[START]
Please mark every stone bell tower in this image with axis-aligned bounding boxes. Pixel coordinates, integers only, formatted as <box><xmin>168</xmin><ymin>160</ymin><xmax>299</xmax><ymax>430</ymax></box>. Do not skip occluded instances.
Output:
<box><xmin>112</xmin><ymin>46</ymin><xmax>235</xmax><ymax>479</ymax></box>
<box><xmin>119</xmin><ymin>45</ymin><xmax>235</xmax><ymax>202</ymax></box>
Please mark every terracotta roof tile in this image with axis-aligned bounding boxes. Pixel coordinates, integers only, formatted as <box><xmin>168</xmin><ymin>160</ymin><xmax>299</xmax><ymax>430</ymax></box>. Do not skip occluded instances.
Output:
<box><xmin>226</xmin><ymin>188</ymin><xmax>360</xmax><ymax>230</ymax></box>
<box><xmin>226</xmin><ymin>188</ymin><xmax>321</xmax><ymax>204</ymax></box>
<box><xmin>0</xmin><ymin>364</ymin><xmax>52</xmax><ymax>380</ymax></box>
[END]
Could you output every line of the records above as a numbered list, leaving out any blank lines?

■ Right answer
1. Please mark every stone bell tower in this image with axis-aligned bounding boxes. Pixel coordinates, integers only, formatted as <box><xmin>168</xmin><ymin>160</ymin><xmax>299</xmax><ymax>430</ymax></box>. Do not skip occluded instances.
2. Output:
3. <box><xmin>112</xmin><ymin>46</ymin><xmax>235</xmax><ymax>479</ymax></box>
4. <box><xmin>119</xmin><ymin>45</ymin><xmax>235</xmax><ymax>202</ymax></box>
5. Please mark every terracotta roof tile in this image with axis-aligned bounding boxes. Pixel coordinates, integers only, formatted as <box><xmin>168</xmin><ymin>160</ymin><xmax>299</xmax><ymax>430</ymax></box>. Do not skip occluded instances.
6. Output:
7. <box><xmin>226</xmin><ymin>188</ymin><xmax>360</xmax><ymax>230</ymax></box>
8. <box><xmin>226</xmin><ymin>188</ymin><xmax>321</xmax><ymax>204</ymax></box>
9. <box><xmin>0</xmin><ymin>364</ymin><xmax>52</xmax><ymax>380</ymax></box>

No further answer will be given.